» **Task description**:
When you reach the line in the listing below that contains "Task: point out every instance of the rock with", begin returning lines exactly as written, and stop after the line that contains "Task: point out every instance of the river current". Return no other lines.

----- Data provided

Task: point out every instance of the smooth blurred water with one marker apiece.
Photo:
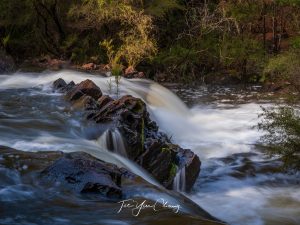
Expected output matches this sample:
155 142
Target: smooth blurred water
237 183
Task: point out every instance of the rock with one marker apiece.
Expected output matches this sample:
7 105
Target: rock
59 84
89 66
104 100
87 87
143 142
130 70
83 173
7 64
192 165
86 102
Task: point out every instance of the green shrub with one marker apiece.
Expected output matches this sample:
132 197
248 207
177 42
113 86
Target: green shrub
282 127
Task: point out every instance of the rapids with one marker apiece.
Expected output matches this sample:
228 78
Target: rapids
237 183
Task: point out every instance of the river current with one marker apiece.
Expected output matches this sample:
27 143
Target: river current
238 183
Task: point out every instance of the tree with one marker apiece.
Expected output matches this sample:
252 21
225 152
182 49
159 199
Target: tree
282 127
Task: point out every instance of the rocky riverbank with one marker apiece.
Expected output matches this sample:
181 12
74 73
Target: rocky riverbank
143 142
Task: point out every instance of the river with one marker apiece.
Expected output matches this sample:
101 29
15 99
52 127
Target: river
237 184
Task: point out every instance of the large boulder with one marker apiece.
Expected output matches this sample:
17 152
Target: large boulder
143 142
7 64
83 173
76 172
86 87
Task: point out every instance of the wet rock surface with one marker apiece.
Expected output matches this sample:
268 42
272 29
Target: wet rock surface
143 141
77 172
81 189
7 64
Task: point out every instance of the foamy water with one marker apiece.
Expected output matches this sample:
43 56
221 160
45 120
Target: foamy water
231 185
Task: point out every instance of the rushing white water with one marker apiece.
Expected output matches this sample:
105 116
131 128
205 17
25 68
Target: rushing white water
113 141
236 183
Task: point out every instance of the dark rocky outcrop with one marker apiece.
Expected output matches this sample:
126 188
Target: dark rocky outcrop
144 143
77 172
7 64
83 173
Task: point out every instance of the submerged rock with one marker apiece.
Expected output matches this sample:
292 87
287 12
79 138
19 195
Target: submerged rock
77 172
7 64
85 174
143 141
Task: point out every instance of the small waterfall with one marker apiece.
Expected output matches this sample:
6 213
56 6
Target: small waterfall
112 140
179 180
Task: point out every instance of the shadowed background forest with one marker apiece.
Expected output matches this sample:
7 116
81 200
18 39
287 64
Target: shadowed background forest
173 40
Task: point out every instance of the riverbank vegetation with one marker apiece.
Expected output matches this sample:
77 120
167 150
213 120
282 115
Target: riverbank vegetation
174 40
282 127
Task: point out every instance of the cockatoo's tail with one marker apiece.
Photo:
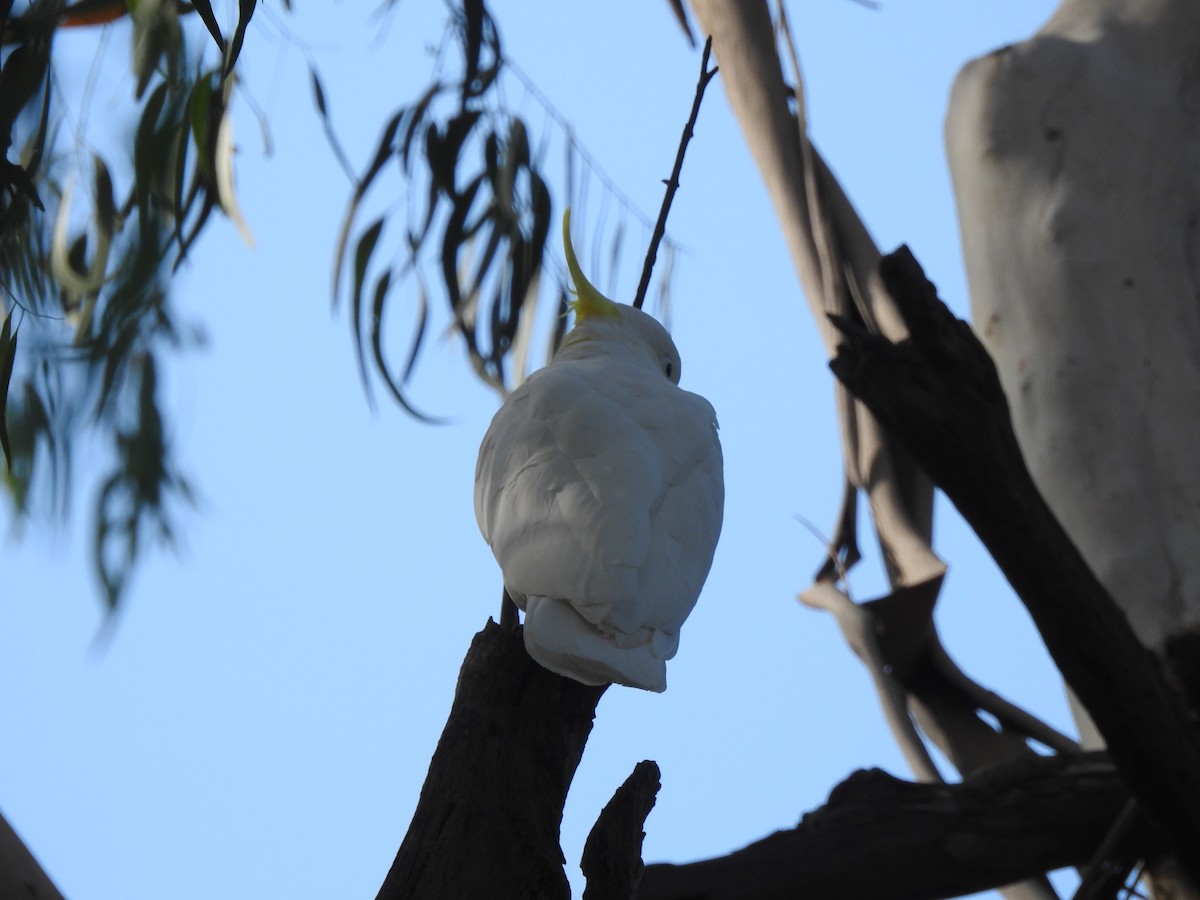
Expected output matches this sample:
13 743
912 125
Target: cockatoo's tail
588 301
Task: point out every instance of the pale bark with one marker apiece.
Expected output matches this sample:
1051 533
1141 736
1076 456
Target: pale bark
838 265
21 876
879 838
1075 159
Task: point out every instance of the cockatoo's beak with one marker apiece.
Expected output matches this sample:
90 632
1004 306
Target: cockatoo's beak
588 301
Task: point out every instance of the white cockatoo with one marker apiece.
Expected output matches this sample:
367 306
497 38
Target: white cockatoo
599 489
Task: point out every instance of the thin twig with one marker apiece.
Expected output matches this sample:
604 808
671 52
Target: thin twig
660 227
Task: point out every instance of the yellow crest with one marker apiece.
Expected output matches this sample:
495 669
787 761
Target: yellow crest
588 301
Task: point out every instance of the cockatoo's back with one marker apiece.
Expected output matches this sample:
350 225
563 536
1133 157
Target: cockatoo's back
599 489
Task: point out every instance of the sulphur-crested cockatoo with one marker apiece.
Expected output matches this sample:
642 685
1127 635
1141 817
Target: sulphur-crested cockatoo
599 489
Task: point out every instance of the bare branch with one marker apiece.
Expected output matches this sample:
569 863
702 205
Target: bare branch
706 76
880 838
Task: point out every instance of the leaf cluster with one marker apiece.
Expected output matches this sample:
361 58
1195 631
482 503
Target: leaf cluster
484 216
85 280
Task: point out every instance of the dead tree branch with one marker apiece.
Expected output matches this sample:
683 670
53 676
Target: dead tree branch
880 838
937 391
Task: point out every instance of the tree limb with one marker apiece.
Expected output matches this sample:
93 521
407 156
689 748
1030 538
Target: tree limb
487 820
937 391
879 838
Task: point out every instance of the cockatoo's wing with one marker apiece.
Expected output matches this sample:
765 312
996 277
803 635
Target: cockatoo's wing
599 489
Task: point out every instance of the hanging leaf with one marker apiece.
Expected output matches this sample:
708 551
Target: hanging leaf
7 357
210 22
363 252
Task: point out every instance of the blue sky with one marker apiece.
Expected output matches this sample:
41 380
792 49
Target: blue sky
261 720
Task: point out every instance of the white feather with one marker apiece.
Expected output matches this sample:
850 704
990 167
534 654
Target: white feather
599 489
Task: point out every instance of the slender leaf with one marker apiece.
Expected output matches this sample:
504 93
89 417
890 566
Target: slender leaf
7 355
245 10
383 151
381 292
363 252
210 22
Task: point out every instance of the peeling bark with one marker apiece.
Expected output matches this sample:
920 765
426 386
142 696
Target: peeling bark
487 820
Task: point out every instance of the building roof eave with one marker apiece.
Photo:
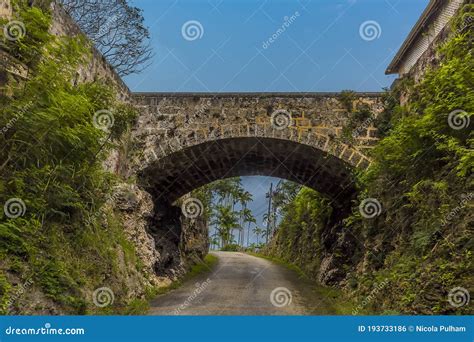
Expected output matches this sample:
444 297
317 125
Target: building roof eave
414 33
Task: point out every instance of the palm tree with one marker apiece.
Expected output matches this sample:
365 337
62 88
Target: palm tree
225 221
247 218
258 232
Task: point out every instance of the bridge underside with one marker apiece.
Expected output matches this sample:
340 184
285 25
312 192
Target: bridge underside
177 174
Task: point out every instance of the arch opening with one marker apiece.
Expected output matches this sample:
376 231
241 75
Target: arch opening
183 171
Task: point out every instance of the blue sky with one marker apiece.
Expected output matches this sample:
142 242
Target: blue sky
320 49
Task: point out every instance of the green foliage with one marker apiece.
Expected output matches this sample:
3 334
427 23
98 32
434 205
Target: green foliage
231 247
29 47
51 159
422 173
298 238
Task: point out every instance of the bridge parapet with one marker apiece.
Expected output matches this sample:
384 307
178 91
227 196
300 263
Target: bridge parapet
170 122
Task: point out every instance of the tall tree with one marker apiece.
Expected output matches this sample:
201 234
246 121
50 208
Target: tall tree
117 30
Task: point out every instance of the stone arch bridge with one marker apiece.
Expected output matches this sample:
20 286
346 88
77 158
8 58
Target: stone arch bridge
190 139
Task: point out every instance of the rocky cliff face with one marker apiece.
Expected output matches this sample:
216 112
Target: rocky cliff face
166 242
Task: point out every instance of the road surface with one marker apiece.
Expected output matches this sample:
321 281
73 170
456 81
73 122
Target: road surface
239 284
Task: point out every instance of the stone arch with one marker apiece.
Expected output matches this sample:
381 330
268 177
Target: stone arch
178 172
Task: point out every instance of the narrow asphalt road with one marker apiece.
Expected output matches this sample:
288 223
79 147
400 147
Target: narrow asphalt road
239 284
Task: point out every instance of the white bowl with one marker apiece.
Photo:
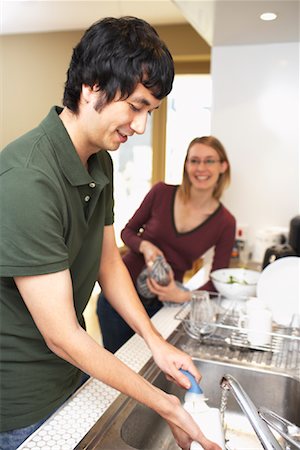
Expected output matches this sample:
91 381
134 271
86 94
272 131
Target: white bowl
235 283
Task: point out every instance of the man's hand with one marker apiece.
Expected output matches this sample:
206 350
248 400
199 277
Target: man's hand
171 292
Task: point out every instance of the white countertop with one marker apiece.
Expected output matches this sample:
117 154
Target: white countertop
72 421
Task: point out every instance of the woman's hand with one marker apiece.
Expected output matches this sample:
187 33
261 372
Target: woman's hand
171 292
184 439
150 252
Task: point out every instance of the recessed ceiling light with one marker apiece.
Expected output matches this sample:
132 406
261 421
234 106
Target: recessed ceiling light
268 16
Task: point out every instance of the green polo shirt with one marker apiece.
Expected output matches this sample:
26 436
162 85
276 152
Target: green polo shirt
53 212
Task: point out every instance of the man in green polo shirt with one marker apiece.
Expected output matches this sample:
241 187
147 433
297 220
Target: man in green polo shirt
57 237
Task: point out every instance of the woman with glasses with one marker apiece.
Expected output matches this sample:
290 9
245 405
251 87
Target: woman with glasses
180 223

----------

» **Solution to the exercise**:
Task: point out every instance of the rock with one marker apiece.
Expected output matches this sample:
7 105
Target: rock
59 84
89 66
104 100
87 87
143 142
130 70
83 173
7 64
192 165
86 102
Task: point out every instance of the green shrub with one marker apiece.
Expected output matches this sample:
132 197
248 207
177 42
113 86
Target: green shrub
282 127
Task: point out every instance of the rapids with one marker apiece.
Expected output matches this sample:
228 78
Target: rapids
237 183
Task: point out every instance of the river current with one marker apiece.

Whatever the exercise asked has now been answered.